6. Quanto à distinção entre diferentes minorias: onde o preconceito é de marca, o dogma da cultura prevalece sobre o da raça; onde o preconceito é de origem, dá-se o oposto. Consequentemente, onde o preconceito é de marca, as minorias menos endogâmicas e menos etnocêntricas são favorecidas, onde o preconceito é de origem, ao contrário, há maior tolerância para com as minorias mais endogâmicas e mais etnocêntricas. No Brasil, frequentemente, se ouve alegar, como agravante, em relação aos japoneses, sírios e outros grupos de imigrantes, que os mesmos "não se casam com brasileiros" e procuram preservar seu próprio patrimônio cultural – língua, religião, costumes. Nos Estados Unidos, ao contrário, quando se comparam duas ou mais minorias, frequentemente se aponta como atenuante o "estar ela satisfeita consigo mesma" e, portanto, o "não estarem os seus membros procurando impor-se aos outros grupos". De um modo geral, nos Estados Unidos, há maior tolerância (que no Brasil) para com imigrantes que falam, mesmo em público, sua própria língua, que conservam sua própria música etc.

■ Linhas fornecidas ■
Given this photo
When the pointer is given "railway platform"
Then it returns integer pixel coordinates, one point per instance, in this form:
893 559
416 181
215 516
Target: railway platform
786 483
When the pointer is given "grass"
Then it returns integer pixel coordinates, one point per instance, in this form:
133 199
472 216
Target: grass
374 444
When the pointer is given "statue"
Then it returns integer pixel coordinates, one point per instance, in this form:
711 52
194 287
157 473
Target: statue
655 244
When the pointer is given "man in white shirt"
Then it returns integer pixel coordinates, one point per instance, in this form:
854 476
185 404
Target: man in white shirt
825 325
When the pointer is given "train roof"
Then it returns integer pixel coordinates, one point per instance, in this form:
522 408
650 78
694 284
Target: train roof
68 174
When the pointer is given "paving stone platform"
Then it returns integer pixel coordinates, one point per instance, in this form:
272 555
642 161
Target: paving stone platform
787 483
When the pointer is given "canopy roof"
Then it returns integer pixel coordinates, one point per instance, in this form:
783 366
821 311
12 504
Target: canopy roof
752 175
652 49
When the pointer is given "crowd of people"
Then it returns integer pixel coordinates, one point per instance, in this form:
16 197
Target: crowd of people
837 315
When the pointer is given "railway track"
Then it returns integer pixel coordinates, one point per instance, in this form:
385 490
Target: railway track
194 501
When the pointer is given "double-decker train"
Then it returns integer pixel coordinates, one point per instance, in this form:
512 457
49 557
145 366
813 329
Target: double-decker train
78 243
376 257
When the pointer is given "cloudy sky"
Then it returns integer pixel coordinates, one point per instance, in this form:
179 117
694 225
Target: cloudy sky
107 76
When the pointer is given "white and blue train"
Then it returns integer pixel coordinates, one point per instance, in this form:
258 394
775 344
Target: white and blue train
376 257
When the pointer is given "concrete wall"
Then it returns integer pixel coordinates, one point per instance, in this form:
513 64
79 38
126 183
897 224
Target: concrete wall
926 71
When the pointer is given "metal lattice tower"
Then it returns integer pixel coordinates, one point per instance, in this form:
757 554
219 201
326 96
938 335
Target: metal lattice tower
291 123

■ Tarefas ■
A. Indique se cada afirmação concorda com o trecho sobre preconceito de marca e de origem, respondendo sim ou não e citando literalmente as palavras do trecho que decidem a questão. (i) Onde o preconceito é de marca, o dogma da cultura prevalece sobre o da raça. (ii) Nos Estados Unidos há menos tolerância do que no Brasil para com imigrantes que falam sua própria língua em público. (iii) No Brasil, o fato de japoneses e sírios não se casarem com brasileiros é apontado como atenuante.
B. Redija a continuação do trecho sobre preconceito de marca e de origem, começando logo após a última frase apresentada.

■ Respostas em ordem ■
A.
(i) Sim: "onde o preconceito é de marca, o dogma da cultura prevalece sobre o da raça".
(ii) Não: "nos Estados Unidos, há maior tolerância (que no Brasil) para com imigrantes que falam, mesmo em público, sua própria língua".
(iii) Não: "se ouve alegar, como agravante, em relação aos japoneses, sírios e outros grupos de imigrantes, que os mesmos "não se casam com brasileiros"".

B.
 

7. Quanto à etiqueta: onde o preconceito é de marca, a etiqueta de relações inter-raciais põe ênfase no controle do comportamento de indivíduos do grupo discriminador, de modo a evitar a susceptibilização ou humilhação de indivíduos do grupo discriminado, onde é de origem, a ênfase está no controle do comportamento de membros do grupo discriminado, de modo a conter a agressividade dos elementos do grupo discriminador. Assim, no Brasil, não é de bom tom "puxar o assunto da cor", diante de uma pessoa preta ou parda. Evita-se a referência à cor, do mesmo modo como se evitaria a referência a qualquer outro assunto capaz de ferir a susceptibilidade do interlocutor. Nos Estados Unidos, a ênfase da etiqueta está em expressar a assimetria das relações entre brancos e negros. Assim, o branco exige que o negro o chame de mister e a ele se dirija mencionando-lhe o sobrenome, porém, o negro tem de se conformar em ser chamado pelo branco pelo primeiro nome, sem o uso daquela expressão. O comportamento de brancos e negros, uns para com os outros, é estritamente regulamentado, de modo a salientar a desfavorável posição dos últimos.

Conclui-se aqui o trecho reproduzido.